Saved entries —
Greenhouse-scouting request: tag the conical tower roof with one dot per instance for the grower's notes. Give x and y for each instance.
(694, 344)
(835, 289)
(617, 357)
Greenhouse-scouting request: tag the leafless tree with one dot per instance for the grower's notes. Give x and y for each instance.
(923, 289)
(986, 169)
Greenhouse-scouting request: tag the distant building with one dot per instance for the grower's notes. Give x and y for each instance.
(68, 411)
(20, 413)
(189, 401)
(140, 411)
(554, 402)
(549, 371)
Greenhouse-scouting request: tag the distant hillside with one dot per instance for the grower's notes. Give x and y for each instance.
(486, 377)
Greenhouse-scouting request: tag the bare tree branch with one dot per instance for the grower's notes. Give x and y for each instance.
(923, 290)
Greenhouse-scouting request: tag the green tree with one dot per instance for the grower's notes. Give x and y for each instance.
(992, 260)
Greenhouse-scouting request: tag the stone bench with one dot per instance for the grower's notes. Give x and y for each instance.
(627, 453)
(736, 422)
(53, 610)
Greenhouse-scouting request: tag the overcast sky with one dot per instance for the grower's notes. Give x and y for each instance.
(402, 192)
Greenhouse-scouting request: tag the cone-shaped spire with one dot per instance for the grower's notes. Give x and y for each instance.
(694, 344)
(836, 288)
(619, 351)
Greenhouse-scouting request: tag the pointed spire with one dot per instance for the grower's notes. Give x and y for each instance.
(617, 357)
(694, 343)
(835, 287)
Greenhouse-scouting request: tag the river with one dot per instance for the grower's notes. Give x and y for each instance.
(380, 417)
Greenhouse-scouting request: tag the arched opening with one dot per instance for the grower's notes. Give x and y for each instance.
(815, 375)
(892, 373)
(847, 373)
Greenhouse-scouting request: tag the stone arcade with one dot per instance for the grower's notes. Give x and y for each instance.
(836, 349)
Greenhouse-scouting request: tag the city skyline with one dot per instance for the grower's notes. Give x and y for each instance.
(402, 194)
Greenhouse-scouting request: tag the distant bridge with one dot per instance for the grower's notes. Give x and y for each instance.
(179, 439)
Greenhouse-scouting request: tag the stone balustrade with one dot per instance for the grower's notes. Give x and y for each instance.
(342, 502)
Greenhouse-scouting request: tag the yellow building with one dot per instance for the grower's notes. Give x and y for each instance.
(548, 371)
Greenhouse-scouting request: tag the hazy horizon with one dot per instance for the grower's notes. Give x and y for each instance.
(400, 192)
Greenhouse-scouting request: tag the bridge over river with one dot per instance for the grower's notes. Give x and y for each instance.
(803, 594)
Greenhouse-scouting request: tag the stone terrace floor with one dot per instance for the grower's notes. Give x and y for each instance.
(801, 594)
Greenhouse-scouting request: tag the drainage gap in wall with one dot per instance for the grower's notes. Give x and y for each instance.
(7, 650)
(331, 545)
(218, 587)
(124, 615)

TASK DIRECTIONS — In the lines above, every record is to be repeated exactly.

RESPONSE BELOW —
Greenhouse-scouting request: tag the conical tower roof with one dot per instance for the grower's notes. Give x and y for each instance.
(694, 344)
(835, 289)
(617, 357)
Greenhouse-scouting request: tag the leafless tree with one dot per instance for the grower's notes. Give x and y for each instance.
(923, 289)
(986, 169)
Greenhouse-scouting request: tag the distant building with one dot per instance for the grower's notes. Give x and y for each instance.
(68, 411)
(20, 413)
(189, 401)
(140, 411)
(554, 402)
(549, 371)
Greenhouse-scouting request: tag the distant hillside with one dot per instance for the grower's notes. Give x and y for each instance.
(486, 377)
Greenhouse-scouting request: tag the bare tree branch with one dot per instance for the grower's notes. Give x and y for each instance.
(923, 290)
Greenhouse-scouting request: tag the green tree with one dot per instance for the grower's notes. Give x and y for each instance.
(992, 260)
Greenhouse-scouting request: tag the stone bench with one dot per instance for the grower's notes. Give x and y for each instance.
(627, 453)
(736, 422)
(53, 610)
Greenhouse-scouting request: tag the overcast sky with one dot per instance for the grower's notes. Give x and y for each instance.
(402, 192)
Greenhouse-scouting request: tag the cone-shaped spire with one dot per instance for the grower's notes. Give x and y for each instance.
(694, 344)
(836, 288)
(619, 351)
Greenhouse-scouting request: tag the pointed spire with one dot per instance for the grower's notes. Give x and y for each instance.
(617, 357)
(694, 343)
(835, 287)
Greenhouse-scouting request: tag the river with one dot per instance for the grower's notes. Give x and y for each instance.
(380, 417)
Greenhouse-scouting request: tag the arched opening with one dot per instance for the grower's notes. Give x and y for each instance.
(815, 375)
(892, 373)
(847, 373)
Greenhouse-scouting request: tag the stone arcade with one dot per instance for the grower's notes. Give x and y for each instance.
(836, 349)
Greenhouse-scouting request: tag the city skyline with one dot per instance for the grower's notes. Give x and y for each instance.
(402, 194)
Greenhouse-scouting request: tag the distant bridge with one dot per instance for the grower's notes. Give x and y for each instance.
(179, 439)
Greenhouse-scouting request: tag the stone balustrade with one dot per instance for the grower's notes. Give x and y for each instance.
(342, 502)
Greenhouse-scouting request: tag the yellow building with one dot per instance for the grower's notes. Give x and y for each instance.
(548, 371)
Greenhouse-scouting request: tag the hazy horizon with one dot per instance for the grower's notes. Give x and y for each instance.
(400, 192)
Greenhouse-scouting request: tag the bridge over river with one dot per instance for the grower's notes. Give x and y for each instance.
(803, 594)
Greenhouse-scouting request: tag the stone terrace floor with one dot per instance for the grower's notes. Give x and y for each instance.
(801, 594)
Greenhouse-scouting request: tag the drainage gap in wall with one dot per instance for the grower's notes. Give x and y for each instance.
(7, 650)
(331, 545)
(218, 587)
(124, 615)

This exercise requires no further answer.